Data:
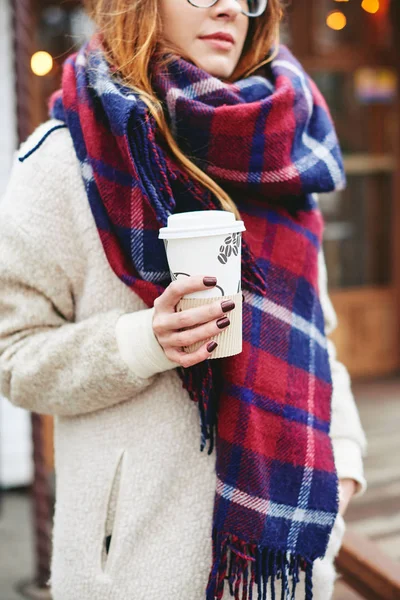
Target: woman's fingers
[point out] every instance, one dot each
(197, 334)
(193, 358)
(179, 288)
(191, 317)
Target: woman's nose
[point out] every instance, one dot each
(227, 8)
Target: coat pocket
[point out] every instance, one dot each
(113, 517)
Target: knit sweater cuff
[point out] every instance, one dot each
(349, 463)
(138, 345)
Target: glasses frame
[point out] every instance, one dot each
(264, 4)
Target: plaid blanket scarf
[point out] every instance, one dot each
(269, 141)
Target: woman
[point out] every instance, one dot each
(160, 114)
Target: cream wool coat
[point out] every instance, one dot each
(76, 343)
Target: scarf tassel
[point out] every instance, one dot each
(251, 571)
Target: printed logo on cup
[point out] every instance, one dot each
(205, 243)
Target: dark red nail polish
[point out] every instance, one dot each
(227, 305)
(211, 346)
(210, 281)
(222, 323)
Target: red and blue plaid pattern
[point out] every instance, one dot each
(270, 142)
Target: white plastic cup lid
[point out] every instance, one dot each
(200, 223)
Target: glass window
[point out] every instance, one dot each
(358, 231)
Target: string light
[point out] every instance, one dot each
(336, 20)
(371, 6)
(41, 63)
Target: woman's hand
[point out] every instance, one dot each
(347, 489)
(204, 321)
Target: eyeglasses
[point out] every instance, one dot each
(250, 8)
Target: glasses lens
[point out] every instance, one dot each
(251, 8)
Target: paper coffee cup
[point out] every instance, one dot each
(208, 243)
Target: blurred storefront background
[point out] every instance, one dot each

Problem:
Print the data above from its first line through the line that has "Target: red and blue plaid pattern", exactly and with nothing else, omitting pictures.

Answer area:
Target: woman's fingers
[point out] every instance, one dot each
(197, 334)
(193, 358)
(179, 288)
(191, 317)
Target: woman's nose
[point out] every instance, one dot each
(227, 8)
Target: coat pocket
[point out] every instance, one dot each
(113, 517)
Target: knit sweater cuff
[point out] every instance, one dot each
(349, 463)
(138, 345)
Target: glasses frame
[point out] every instance, one dot each
(264, 4)
Target: plaid blanket scarf
[point out] every instance, one dot each
(269, 141)
Target: woman
[point out] every instance, one dot each
(160, 114)
Target: cream wool coat
[point out] every instance, one dot each
(76, 343)
Target: scarf tassel
[point out] every instance, one dot each
(251, 571)
Target: printed logo on cup
[point out] every instance, one dot each
(205, 243)
Target: dark red nail polish
[point out] every instance, one dot each
(227, 305)
(211, 346)
(210, 281)
(222, 323)
Target: red and blue plaid pattern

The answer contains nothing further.